> [Given data]:
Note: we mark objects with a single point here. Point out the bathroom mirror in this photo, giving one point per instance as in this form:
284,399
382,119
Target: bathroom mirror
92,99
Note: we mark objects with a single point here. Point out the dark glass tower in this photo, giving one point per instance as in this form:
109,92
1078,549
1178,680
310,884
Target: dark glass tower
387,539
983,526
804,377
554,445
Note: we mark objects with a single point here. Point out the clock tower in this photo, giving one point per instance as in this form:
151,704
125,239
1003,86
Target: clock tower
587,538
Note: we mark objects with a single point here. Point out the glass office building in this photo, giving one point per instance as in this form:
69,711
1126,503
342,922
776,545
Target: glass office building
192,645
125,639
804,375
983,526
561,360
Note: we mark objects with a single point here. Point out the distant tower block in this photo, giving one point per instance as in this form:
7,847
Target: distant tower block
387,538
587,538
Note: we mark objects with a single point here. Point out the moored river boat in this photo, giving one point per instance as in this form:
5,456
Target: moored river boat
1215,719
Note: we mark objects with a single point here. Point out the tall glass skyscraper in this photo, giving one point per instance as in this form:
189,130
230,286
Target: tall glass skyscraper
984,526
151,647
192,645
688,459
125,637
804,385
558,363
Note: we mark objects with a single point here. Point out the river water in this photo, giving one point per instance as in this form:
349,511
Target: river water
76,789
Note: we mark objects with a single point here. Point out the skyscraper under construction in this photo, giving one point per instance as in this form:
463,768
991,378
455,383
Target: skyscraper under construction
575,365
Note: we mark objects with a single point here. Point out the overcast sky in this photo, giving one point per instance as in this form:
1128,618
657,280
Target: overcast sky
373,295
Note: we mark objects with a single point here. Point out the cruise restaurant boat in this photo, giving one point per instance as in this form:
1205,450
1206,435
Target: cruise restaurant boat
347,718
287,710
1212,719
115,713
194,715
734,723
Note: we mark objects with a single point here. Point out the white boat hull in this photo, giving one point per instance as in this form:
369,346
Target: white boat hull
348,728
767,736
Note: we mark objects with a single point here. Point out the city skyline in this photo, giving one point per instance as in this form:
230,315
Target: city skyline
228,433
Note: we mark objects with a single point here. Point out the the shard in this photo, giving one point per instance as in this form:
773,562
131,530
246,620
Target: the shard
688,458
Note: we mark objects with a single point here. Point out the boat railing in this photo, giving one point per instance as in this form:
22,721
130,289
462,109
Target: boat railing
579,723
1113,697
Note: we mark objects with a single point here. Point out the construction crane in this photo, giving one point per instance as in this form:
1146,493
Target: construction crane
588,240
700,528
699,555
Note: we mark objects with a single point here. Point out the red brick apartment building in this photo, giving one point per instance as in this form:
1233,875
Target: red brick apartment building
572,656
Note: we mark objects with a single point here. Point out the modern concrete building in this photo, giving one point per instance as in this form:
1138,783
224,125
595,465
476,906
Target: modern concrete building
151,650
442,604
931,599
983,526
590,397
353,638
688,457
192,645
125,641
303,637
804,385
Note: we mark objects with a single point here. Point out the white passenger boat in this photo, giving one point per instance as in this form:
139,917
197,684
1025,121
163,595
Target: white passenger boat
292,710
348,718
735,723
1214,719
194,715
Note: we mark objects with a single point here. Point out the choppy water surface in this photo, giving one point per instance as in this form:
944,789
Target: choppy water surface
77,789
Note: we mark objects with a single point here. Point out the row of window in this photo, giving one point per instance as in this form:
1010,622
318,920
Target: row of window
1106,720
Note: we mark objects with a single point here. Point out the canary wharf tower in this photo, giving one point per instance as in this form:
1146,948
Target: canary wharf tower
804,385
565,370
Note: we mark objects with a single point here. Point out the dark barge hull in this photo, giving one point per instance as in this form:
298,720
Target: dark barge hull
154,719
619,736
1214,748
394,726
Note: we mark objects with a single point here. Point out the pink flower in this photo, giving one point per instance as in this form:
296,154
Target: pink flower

> [Problem statement]: Copy out the data above, word for word.

> [Task result]:
Note: we mark objects with a single point here. Point out the bathroom mirror in this photo, giving one point per instance as in this form:
284,399
382,119
Target: bathroom mirror
92,99
Note: we mark objects with a single point here. Point out the dark glass tower in this photo, giving one point per instance as in this form:
109,92
1078,549
1178,680
310,884
Target: dark glass tower
387,539
983,526
804,377
554,445
Note: we mark objects with a single point here. Point out the clock tower in this photo, giving one point per instance as in this form:
151,704
125,239
1003,86
Target: clock tower
587,538
Note: we mark objects with a single point here. Point out the glass office building in this photo, giving one point per instance as in this form:
69,711
1126,503
342,922
776,545
Target: glass office building
192,645
125,639
804,375
983,526
561,360
Note: we mark objects with a single point here. Point out the distant tower block in this photo, giving one point per instance as in this form:
7,847
Target: distant tower block
387,538
587,538
Note: we mark objects with a single point here. Point out the moored river boat in this photo, giving one point per instance as in this form:
5,456
Target: moored river boat
1215,719
Note: we mark objects with a single point here. Point out the tall glass skyscraper in this photo, giving one point per instance as in this form:
189,130
230,286
Target: tall glass skyscraper
984,526
151,647
192,645
688,459
125,637
804,385
558,363
Note: we mark objects with a single point here. Point out the river water in this photo, giving one point per instance as in this form:
349,511
Target: river water
76,789
Note: we mark objects with a single point here. Point out the skyscraper under construction in this photo, giving one point per instance as in this form:
463,768
991,378
455,383
Target: skyscraper under construction
575,365
Note: we mark objects with a single point here. Point out the overcast sky in this photo, giving one point per instance as in this form:
1128,618
657,280
Target: overcast sky
373,295
Note: we mark objects with a single point here. Point out the cruise restaurant boat in this photo, giving one point per instance as in this form:
1205,450
1206,435
Target: cruise restaurant boat
347,718
287,710
1212,719
115,713
194,715
734,723
Note: we mark objects with a single point here. Point out the white boat hull in this photo, giving one point per instance as in this form:
369,346
Target: white boat hull
348,728
767,736
Note: we mark objects with a single point here. Point out the city skyline in this photo, giving one point per instance as in this form:
230,315
Target: city skyline
228,433
Note: we mark objects with a single point here. Point out the the shard in this photo, giving one point per instance as in this form:
773,562
131,530
246,620
Target: the shard
688,458
Note: we mark objects with a single point here. Point out the boat railing in this photo, giving one point per instance as in this form:
22,721
130,289
462,109
Target: boat railing
579,723
1113,697
Note: we mark objects with a single point here. Point out the construction crane in this photo, giving one point per instance as in this form:
1146,493
Target: construction crane
588,240
700,528
699,555
Note: we mark objects with a single point here. Point out the red brick apartment building in this photo, giving one point per instance as in this form:
1233,875
Target: red brick apartment building
572,656
Note: we mark objects with a single point here. Point out the modern concrete building in this photo, giving one point per instance as in this form:
1138,783
224,125
595,465
476,906
Target: modern concrete building
151,650
442,604
931,599
983,526
590,397
353,638
688,457
192,645
125,641
303,637
804,385
Note: we mark objects with a single point here. Point out the white passenger boat in this photo, giving one point per instance as in this form:
139,917
197,684
1025,121
163,595
Target: white passenger boat
292,710
348,718
735,723
1214,719
194,715
Note: we mark objects with a single point here. Point out the choppy water surface in this photo, giving one point per instance as in this form:
944,789
Target: choppy water surface
77,789
Note: we mark objects with a single point here. Point out the row of window in this photo, giving one point per instance as in this form:
1010,622
318,920
Target: row of window
1106,720
Note: we mark objects with a single point here. Point out the canary wharf tower in this photo, giving one point per instance as in this form:
1146,948
Target: canary wharf tower
804,385
565,370
Note: we mark objects with a single point here. Point out the dark barge hull in this photo, giving one point per instance as in this form:
298,720
Target: dark barge hull
154,719
619,736
1214,748
394,726
Note: we mark objects with a single point here. Point out the pink flower in this photo, giving one point per instance as in this form:
296,154
Target: pink flower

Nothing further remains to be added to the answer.